• PARTS OF THE EXERCISE:
[1] Reproduce word for word the stretch of the blog post about space news from "Perhaps the greatest" through "the solar system!".
[2] Render this sentence from the blog post about space news in Spanish: "It’s a puzzle for sure, especially as more and more planets are found orbiting other stars."

-------- EXTRACT PROVIDED --------

Perhaps the greatest problem astronauts face has been solved – Lavazza has designed an espresso machine which the Italian Space Agency intends to send up to the International Space Station! Astronauts can now enjoy a shot of espresso in the mornings, though due to the microgravity environment, they’ll be forced to sip it from a plastic bag rather than a ceramic cup. But hey, small price to pay for the ability to drink espresso while enjoying one of the most magnificent views in the solar system!
The Fermi Paradox is a fascinating argument…it basically says, if the probability of life is so high in this universe, as it appears to be, where are all the other civilizations? Why is there no evidence of their existence? It’s a puzzle for sure, especially as more and more planets are found orbiting other stars. We’ve already discovered 861, and scientists estimate there are about 100-400 billion planets in this galaxy, of which at least 17 billion are Earth-sized (not all of those habitable). Well, there’s a great article on IO9 (click here) that details eleven possible answers to the Fermi Paradox. My favorite – though it’s also the scariest – is that we’re living inside a sort of computer simulation, one that just wasn’t created to have the same level of detail in the entire universe.

-------- DATA EXTRACT --------

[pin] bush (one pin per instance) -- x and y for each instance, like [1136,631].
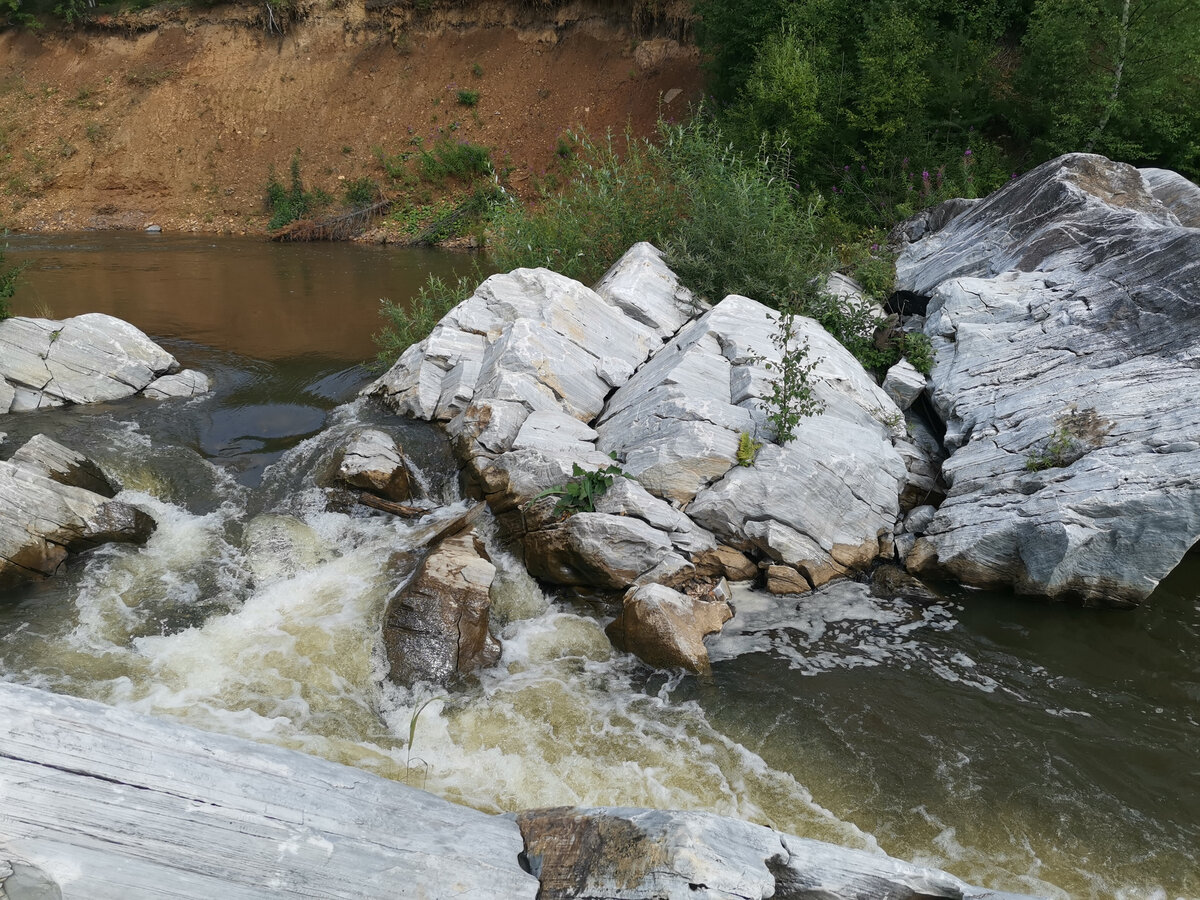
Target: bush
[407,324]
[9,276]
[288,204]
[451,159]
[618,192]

--------

• TASK-BY-TASK RESULTS:
[1]
Perhaps the greatest problem astronauts face has been solved – Lavazza has designed an espresso machine which the Italian Space Agency intends to send up to the International Space Station! Astronauts can now enjoy a shot of espresso in the mornings, though due to the microgravity environment, they’ll be forced to sip it from a plastic bag rather than a ceramic cup. But hey, small price to pay for the ability to drink espresso while enjoying one of the most magnificent views in the solar system!

[2] Sin duda es un enigma, sobre todo a medida que se descubren cada vez más planetas orbitando otras estrellas.